設問 ▸
- 1) 祖母の最期をつづった文章によると、祖母の病気は何だったか。
- 2) 祖母の最期をつづった文章を、最後の文の次から書き継げ。

**** ページ抜粋 ****

アドバンスケアプランニングの勉強会で涙を流した理由
先日のアドバンスケアプランニングの勉強会では、はずかしながら、涙をこぼしてしまいました。
祖母の最期を思い出したからです。
祖母は、3年前に亡くなりました。末期のすい臓がんでした。
見つかったときは、すでに90歳でしたから、寿命といえば寿命です。
病院では出来ることがないということでしたので在宅で看取りました。
そのことは素敵な思い出です。
涙がこぼれたのは、後悔からです。
祖母と最期の過ごし方について、きちんと話ができていなかった後悔です。
祖母にがんが見つかったとき、私たちは正確な病状を伝えませんでした。
がんはがんだけど、治るがん。大したことがないがんだよ、と言っていました。
そのため、祖母は、最期まで、自分の病気を知らずに亡くなりました。
それは確かに、祖母の希望(重病だったら知りたくない、告知はしないでほしい、と問診票に記録していました)通りだったのですが、本当にそれが正しかったのか。
私はずーとそういう思いにさいなまれているのです。
そのことがよみがえり、勉強会では涙がぽたぽたこぼれました。(きっと変な人に見えたと思います)
後悔は、もし祖母が自分の最期を知っていれば、身辺整理がきちんとできたのではないか、とか、最期の時を知らせていれば、本当の気持ちを周囲伝えたりできたのではないか、とか、そんな気持ちです。
実は、祖母がなくなってから、荷物の中から、手書きのメモがいろいろと見つかりました。
「ノート」に書かれていたのは、周りの人への感謝の気持ちでした。
それとは別に、いつも持ち歩いていた薬袋の中からメモが見つかりました。
新聞に入る広告用紙がありますよね。あの広告の裏が白紙の部分に、震えるような文字で書かれてました。

**** 記録データ ****

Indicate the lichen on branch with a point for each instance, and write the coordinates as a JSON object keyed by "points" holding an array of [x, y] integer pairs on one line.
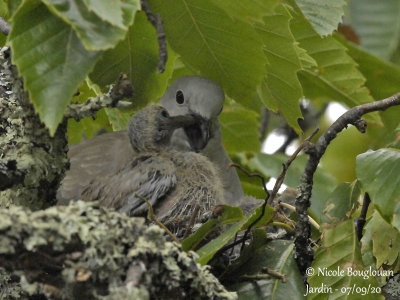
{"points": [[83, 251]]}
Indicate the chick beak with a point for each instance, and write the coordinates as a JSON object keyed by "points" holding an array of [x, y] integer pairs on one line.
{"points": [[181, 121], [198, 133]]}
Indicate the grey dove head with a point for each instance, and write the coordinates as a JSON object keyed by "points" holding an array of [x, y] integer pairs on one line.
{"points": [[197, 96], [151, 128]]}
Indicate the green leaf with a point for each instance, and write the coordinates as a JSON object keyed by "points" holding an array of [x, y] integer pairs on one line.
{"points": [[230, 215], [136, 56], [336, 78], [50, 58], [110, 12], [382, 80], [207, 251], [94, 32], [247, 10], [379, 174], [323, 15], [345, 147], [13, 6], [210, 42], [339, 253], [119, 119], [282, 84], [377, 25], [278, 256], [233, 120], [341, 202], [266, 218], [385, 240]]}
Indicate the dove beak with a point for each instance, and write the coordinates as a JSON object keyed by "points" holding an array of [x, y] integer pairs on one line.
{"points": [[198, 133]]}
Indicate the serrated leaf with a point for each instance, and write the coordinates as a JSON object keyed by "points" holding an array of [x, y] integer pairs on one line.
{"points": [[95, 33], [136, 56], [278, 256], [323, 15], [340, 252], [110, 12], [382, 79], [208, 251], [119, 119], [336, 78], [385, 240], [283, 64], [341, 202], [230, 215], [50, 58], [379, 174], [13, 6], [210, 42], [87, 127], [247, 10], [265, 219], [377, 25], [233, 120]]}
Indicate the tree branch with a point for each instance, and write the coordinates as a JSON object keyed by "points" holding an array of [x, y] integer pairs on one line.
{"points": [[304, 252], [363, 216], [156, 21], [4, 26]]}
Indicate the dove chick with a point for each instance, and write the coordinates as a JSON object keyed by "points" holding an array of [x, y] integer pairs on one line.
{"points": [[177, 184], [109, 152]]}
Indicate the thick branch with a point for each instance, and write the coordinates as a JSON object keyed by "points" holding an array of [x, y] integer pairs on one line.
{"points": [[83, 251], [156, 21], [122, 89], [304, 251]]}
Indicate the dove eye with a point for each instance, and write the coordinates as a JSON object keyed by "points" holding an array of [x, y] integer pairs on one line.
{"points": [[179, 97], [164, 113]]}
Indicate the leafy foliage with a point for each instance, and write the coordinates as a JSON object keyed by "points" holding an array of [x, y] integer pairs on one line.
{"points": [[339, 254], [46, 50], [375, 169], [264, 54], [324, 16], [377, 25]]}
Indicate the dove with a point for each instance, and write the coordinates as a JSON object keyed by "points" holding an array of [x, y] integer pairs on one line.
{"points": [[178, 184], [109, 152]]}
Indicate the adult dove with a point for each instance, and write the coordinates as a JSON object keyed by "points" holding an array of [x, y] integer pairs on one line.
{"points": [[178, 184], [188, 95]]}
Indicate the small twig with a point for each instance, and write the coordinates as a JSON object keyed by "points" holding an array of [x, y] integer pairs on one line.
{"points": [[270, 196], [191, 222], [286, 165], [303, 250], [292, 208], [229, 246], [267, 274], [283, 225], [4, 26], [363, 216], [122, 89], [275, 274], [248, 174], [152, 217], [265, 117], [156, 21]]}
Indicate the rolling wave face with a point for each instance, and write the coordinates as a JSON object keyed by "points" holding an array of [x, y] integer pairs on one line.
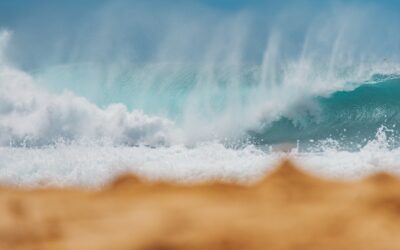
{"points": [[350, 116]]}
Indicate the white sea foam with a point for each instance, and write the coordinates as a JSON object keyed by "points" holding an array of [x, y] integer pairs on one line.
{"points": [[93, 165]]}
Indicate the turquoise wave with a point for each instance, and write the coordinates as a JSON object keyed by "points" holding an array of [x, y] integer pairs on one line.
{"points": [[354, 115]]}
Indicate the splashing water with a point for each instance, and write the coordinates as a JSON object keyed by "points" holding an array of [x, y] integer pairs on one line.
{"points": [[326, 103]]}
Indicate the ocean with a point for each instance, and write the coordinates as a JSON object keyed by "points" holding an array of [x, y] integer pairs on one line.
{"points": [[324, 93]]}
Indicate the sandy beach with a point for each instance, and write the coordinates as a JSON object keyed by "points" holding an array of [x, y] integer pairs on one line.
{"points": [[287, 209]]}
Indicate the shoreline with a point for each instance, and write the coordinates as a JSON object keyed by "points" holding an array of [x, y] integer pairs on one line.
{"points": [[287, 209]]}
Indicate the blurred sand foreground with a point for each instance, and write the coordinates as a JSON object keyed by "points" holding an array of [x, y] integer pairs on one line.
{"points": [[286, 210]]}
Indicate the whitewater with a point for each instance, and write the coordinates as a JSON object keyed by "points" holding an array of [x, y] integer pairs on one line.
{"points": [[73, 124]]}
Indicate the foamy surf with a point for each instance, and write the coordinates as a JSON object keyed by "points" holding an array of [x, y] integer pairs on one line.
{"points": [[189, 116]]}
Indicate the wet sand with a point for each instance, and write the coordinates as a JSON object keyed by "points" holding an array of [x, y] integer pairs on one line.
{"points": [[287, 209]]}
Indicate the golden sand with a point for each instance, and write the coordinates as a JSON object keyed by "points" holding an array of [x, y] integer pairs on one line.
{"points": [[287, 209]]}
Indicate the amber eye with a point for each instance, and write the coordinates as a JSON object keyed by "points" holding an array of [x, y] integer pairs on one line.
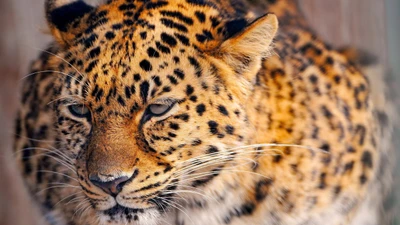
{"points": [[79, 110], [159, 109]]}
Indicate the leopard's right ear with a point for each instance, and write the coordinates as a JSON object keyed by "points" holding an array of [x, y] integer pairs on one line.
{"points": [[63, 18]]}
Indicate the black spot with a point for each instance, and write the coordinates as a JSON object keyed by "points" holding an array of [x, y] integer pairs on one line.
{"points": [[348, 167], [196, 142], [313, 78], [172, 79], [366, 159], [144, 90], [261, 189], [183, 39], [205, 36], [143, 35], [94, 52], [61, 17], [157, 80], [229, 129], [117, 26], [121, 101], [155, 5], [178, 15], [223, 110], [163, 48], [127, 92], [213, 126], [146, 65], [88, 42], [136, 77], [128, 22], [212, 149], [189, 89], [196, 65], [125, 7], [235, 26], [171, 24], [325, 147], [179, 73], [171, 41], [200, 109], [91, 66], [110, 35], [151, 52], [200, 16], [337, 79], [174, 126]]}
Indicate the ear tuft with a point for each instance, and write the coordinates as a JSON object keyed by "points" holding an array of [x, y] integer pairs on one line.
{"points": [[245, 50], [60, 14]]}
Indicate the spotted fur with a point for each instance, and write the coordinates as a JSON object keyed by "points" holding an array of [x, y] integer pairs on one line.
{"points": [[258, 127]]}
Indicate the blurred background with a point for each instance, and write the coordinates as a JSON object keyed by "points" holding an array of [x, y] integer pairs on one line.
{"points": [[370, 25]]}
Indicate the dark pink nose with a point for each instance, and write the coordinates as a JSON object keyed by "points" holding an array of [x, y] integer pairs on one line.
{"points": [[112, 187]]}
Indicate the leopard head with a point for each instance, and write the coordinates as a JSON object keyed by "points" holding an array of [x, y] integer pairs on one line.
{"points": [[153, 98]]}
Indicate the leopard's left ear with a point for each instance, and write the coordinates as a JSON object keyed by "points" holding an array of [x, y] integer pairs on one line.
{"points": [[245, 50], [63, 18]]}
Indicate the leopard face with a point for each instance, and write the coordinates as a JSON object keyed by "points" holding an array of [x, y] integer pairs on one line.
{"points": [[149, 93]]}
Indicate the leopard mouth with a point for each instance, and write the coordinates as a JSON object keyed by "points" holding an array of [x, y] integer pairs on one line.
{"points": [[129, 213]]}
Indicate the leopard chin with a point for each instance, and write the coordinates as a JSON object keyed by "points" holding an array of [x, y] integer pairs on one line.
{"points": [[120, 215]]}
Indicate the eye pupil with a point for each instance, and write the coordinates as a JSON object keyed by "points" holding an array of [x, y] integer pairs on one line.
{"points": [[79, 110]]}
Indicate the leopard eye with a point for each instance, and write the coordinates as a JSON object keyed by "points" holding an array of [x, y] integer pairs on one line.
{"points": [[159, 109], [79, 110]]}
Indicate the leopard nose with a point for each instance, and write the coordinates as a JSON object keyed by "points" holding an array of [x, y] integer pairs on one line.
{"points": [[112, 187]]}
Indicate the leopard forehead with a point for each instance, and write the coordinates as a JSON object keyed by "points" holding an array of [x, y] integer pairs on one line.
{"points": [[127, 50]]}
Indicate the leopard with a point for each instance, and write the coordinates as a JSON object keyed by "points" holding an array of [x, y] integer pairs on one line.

****

解答 ▸
- 1) 末期のすい臓がん。

- 2)
「かなしい」「くるしい」「さみしい」そんな言葉がたくさん。
祖母は苦しんでいた。
でも、私たちが必死でうそをつきとおしたから、震える気持ちを言い出せずに、逝ってしまったのではないか。
時折襲ってくる悲しみをだれにも打ち明けられず、そのへんにある紙に気持ちを閉じ込め、なんとかやり過ごしたのではないか。
もし、あの時、勇気をもって本当のことを伝えていたら、一度は奈落に落ちたかもしれないけれど、「つらい」と吐露する祖母と一緒に泣いたり、これまでのことを語りあったり、終わっていく幸せをかみしめたり、そんなことができたのではないか。
けれど、私たちは、ずっとうそをついたんです。
私は当時、祖母の家からすれば、飛行機と新幹線を合わせても5時間以上かかるところに住んでいましたが、頻繁に帰りました。ふつうに考えてただ事ではないのに、ふつうを装い、笑顔を向け続けました。祖母もいつも笑顔で迎えてくれました。それは、残酷なことではなかったのか。
アドバンスケアプランニングのお話を聴いていて、そのことを思い出し、涙を抑えることができなかったのです。